WHAT NEEDS TO BE DONE: Render all of the items that follow as a JSON array of strings, with one string per line and blank lines omitted.
----- DATASET ENTRIES
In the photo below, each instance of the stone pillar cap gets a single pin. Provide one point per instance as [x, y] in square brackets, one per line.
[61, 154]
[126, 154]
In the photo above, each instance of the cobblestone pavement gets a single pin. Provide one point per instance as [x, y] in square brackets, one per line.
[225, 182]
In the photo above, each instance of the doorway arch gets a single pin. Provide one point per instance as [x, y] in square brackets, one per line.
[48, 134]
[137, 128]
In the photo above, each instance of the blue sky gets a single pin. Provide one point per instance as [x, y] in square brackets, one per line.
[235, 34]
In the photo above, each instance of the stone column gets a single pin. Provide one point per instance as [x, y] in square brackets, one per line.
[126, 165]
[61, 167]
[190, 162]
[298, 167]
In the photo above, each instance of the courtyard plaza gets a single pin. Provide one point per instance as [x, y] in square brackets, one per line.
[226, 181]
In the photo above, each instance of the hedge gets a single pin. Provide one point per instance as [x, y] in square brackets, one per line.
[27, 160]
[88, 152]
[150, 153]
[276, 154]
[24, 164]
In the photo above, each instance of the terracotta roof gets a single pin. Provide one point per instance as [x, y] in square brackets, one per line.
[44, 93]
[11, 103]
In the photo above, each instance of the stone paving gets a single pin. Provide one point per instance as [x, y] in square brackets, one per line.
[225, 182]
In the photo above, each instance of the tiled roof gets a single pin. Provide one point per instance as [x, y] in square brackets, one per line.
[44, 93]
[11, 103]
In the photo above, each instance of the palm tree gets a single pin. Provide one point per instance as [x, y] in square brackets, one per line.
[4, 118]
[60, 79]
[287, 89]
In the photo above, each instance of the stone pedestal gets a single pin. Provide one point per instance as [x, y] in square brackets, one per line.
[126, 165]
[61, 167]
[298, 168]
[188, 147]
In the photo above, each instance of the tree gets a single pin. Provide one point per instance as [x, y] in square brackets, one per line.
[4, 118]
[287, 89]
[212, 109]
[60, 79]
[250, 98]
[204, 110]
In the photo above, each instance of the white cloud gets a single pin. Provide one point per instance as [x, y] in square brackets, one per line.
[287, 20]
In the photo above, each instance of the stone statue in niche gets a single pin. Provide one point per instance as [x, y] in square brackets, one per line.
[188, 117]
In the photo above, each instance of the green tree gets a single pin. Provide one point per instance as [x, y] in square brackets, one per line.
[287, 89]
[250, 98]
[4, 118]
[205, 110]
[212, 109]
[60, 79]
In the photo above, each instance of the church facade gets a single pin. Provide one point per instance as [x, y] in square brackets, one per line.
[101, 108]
----------
TASK ANSWER:
[
  "In the photo below, each instance of the stone pillar cap gets a single pin. Provide one point per instance as [x, y] in square brackets, one per line.",
  "[61, 154]",
  "[126, 154]",
  "In the photo above, each instance of the cobblestone pavement gets a single pin. Provide one point per instance as [x, y] in square brackets, one per line.",
  "[225, 182]",
  "In the photo above, each instance of the doorway arch gets a single pin. Provide one point per instance as [x, y] in square brackets, one per line.",
  "[48, 134]",
  "[137, 128]",
  "In the photo above, each instance of the blue sky gets a single pin. Provide one point per instance as [x, y] in square brackets, one per line.",
  "[235, 34]",
  "In the photo above, each instance of the stone column gets a single pin. Provide one point per instance as [x, y] in square brackets, one per line.",
  "[126, 165]",
  "[61, 167]",
  "[190, 162]",
  "[298, 167]",
  "In the photo above, each instance of the courtyard plaza gets a single pin. Provide one point per instance as [x, y] in square brackets, one per line.",
  "[226, 181]",
  "In the photo above, each instance of the hedge gets a single pin. Provide one point per instance as [x, y] in square brackets, one per line.",
  "[27, 160]",
  "[88, 152]",
  "[150, 153]",
  "[276, 154]",
  "[24, 164]",
  "In the photo above, each instance of the terracotta roof gets a single pin. Provide one point per instance as [x, y] in square brackets, one per line.",
  "[44, 93]",
  "[11, 103]",
  "In the photo above, each instance of the stone paving gets a single pin. Provide one point per instance as [x, y] in square brackets, one per line.",
  "[225, 182]",
  "In the photo above, each instance of the tiled roof gets a single pin. Provide one point per instance as [x, y] in square brackets, one per line.",
  "[44, 93]",
  "[11, 103]",
  "In the photo above, each instance of the palm tree gets a single pin. Provide one point per instance as [x, y] in square brackets, one per line.",
  "[4, 118]",
  "[60, 79]",
  "[287, 89]",
  "In the photo above, each instance of the stone pedestal gets a single pin. Provide one point per instance as [x, y] in square brackets, one per line.",
  "[126, 165]",
  "[61, 167]",
  "[298, 168]",
  "[188, 147]",
  "In the photo above, each instance of the tree gets a single pin. Provide one point per instance as [x, y] in square brackets, one per line.",
  "[4, 118]",
  "[287, 89]",
  "[212, 109]",
  "[60, 79]",
  "[250, 98]",
  "[204, 110]",
  "In the photo above, each instance of the white cloud gets a single pin. Provide one point per instance as [x, y] in square brackets, one per line.",
  "[287, 20]",
  "In the photo above, each instance of the stone statue in niche gets a single pin. Provide one point per instance as [x, y] in square brackets, one per line.",
  "[188, 117]",
  "In the photo above, each instance of the green tree gets a single pin. Provide one point per instance as [x, y] in square brackets, one per line.",
  "[287, 89]",
  "[250, 98]",
  "[4, 118]",
  "[205, 110]",
  "[212, 109]",
  "[60, 79]",
  "In the photo above, each instance of the church facade gets a single pin. Provide one point per instance as [x, y] in square brackets, one per line.",
  "[101, 108]"
]